At Hendrix Genetics, we continuously seek to minimize our environmental impact. The reduction of our use of antibiotics in our farms is a key aspect of this daily work. Our objective is to use antibiotics in a responsible way, around the idea of “as less as possible, as much as needed”.
The usage of antibiotics in our species follows a clear and formalized procedure. It is conducted under strict veterinary control. In order to follow this process, we first implemented an indicator at a group’s level. We perform a census of every usage at all of our species’ scale. Then we synthesize this information to determine the principal causes which led to this use and explain why it was necessary. In fact, we only decide to use antibiotics when we don’t have any other choice of treatment. Finally, we define an action plan to prevent all future utilization upstream.
Treatment when needed
We never use an antibiotic treatment as prevention. Its use only occurs when a flock is hit by a disease, meaning the flock has been contaminated by a bacterium, and it justifies a treatment. To identify the bacterium, we carry out an antibiogram that reveals the sensibility of the microbe to a potential treatment by antibiotics. Then we chose the one that will be the most efficient on the identified germ. As part of our policy we give priority to the one that is used least often by humans. Most of our flocks that we raise will never get antibiotics in their entire life.
A global responsibility
From our perspective, responsible use of antibiotics starts with reduction of its usage higher up in the value chain, in breeding and distribution. By working on the cause of the disease, the way we treat animals with antibiotics and analyzing the issues, it allows us to reduce the cause, and eventually reduce the usage of antibiotics.

----

* _What is required_:
From the text above on antibiotic use, extract the portion starting at "A global responsibility" and ending at "usage of antibiotics.", copying it word for word.

* _Supplied information_:
----

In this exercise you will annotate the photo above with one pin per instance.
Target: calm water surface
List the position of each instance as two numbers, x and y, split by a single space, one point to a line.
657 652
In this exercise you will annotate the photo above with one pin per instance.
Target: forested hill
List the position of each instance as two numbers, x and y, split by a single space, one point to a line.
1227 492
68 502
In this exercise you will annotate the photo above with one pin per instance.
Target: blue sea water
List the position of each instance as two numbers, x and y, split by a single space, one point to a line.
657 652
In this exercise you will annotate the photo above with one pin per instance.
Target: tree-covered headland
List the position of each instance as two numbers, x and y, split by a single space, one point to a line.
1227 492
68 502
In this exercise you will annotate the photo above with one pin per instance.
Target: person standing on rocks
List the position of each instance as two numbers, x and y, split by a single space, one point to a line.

----

* _Response area_:
A global responsibility
From our perspective, responsible use of antibiotics starts with reduction of its usage higher up in the value chain, in breeding and distribution. By working on the cause of the disease, the way we treat animals with antibiotics and analyzing the issues, it allows us to reduce the cause, and eventually reduce the usage of antibiotics.